Rewrite the session description starting at "- Establish shared" and ending at "sustained experience outcomes.", using "structures" in place of "frameworks".
(Document section begins)
Provider skepticism toward patient experience initiatives is common—often rooted in competing priorities, change fatigue, and past efforts that failed to translate into meaningful clinical impact. This session explores how targeted training, collaborative rounding, and shared ownership can transform skepticism into authentic provider engagement and sustained partnership.
Drawing from real-world healthcare experience, this presentation will highlight practical strategies for engaging physicians and advanced practice providers as co-owners of the patient experience rather than passive participants. Attendees will learn how intentional skill-building, relationship-based rounding, and clearly defined accountability structures can strengthen trust, align experience goals with clinical realities, and embed patient experience principles into daily practice.
Participants will leave with actionable tools to foster provider buy-in, strengthen interdisciplinary collaboration, and create durable experience improvements that support patients, families, and care teams alike—without adding unnecessary burden to already complex clinical environments.
By the end of this session, participants will be able to:
- Identify common drivers of provider skepticism toward patient experience initiatives and recognize how competing priorities, past failures, and workflow misalignment influence engagement.
- Apply targeted training strategies that build provider confidence, relevance, and ownership of patient experience without adding unnecessary burden to clinical practice.
- Implement collaborative rounding models that strengthen trust, improve interdisciplinary relationships, and integrate patient experience principles into real-time clinical workflows.
- Establish shared ownership frameworks that align providers, leaders, and care teams around clear expectations, accountability, and sustained experience outcomes.
- Translate engagement strategies into measurable impact by connecting provider partnership to improvements in patient experience, caregiver engagement, and culture.
(Document section ends)
(Material provided begins)
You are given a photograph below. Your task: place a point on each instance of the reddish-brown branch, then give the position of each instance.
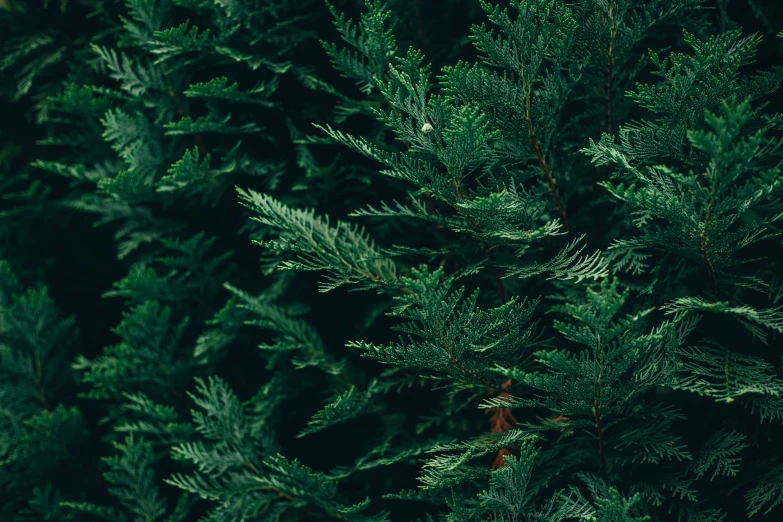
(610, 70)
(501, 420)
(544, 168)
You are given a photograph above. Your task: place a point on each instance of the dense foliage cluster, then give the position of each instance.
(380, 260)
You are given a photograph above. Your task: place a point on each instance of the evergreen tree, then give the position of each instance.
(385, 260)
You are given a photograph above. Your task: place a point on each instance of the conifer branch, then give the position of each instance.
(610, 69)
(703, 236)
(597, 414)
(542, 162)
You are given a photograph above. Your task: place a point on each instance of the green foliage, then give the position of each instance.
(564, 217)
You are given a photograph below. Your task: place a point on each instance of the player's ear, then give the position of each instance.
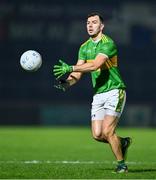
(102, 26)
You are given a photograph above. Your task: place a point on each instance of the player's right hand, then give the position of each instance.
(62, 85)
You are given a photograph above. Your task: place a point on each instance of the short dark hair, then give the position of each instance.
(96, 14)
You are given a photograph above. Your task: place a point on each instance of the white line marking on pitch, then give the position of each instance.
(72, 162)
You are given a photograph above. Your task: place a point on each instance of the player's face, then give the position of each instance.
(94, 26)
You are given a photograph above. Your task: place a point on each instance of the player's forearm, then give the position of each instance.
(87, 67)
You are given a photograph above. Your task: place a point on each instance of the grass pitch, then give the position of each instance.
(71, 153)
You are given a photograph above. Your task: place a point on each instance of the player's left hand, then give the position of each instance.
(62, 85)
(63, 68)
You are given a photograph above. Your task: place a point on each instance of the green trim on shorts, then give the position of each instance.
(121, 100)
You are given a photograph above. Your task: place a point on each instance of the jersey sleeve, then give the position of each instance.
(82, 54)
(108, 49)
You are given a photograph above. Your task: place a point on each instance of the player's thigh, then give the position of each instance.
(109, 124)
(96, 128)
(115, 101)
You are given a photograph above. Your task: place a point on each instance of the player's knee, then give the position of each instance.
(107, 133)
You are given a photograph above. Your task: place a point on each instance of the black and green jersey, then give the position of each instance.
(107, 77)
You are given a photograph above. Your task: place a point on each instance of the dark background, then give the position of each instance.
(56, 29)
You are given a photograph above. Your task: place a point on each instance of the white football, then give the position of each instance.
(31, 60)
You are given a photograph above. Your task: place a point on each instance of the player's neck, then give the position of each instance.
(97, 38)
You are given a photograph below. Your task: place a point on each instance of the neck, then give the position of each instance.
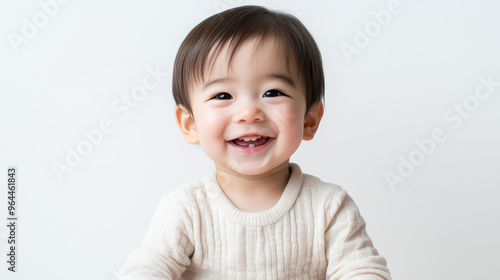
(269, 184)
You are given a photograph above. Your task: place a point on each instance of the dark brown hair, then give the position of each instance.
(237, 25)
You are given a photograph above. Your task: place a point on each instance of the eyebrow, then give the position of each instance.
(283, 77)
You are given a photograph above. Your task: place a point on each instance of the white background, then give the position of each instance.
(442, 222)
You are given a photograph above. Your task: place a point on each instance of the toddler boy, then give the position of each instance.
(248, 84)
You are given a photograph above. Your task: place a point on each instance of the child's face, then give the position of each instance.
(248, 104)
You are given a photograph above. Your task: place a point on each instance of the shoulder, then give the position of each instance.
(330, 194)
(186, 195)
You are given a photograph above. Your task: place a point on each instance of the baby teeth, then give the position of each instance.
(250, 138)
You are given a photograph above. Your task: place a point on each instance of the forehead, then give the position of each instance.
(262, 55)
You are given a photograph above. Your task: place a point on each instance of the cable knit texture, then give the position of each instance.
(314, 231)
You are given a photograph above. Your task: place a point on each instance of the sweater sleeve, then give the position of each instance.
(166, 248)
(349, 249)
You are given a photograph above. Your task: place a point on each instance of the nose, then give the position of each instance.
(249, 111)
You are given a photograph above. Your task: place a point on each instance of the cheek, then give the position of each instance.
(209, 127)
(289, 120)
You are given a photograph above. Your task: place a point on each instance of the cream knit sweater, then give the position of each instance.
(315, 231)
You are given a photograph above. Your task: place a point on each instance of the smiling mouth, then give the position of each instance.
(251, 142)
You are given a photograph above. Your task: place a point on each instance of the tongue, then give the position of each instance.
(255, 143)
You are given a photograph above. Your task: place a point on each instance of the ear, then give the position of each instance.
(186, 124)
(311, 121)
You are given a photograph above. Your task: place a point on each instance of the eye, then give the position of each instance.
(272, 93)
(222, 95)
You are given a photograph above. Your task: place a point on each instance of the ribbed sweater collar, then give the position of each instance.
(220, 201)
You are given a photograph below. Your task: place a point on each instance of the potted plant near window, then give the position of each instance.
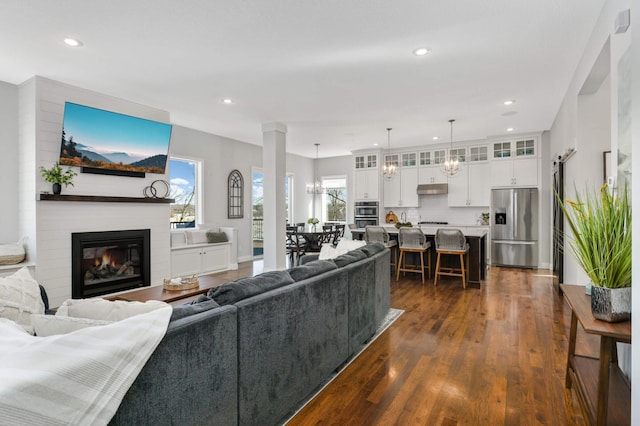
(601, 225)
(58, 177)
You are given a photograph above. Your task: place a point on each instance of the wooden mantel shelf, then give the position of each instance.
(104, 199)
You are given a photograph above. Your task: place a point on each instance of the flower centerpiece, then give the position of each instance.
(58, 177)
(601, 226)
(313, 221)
(Material provided ends)
◆ **Response below**
- Establish shared ownership structures that align providers, leaders, and care teams around clear expectations, accountability, and sustained experience outcomes.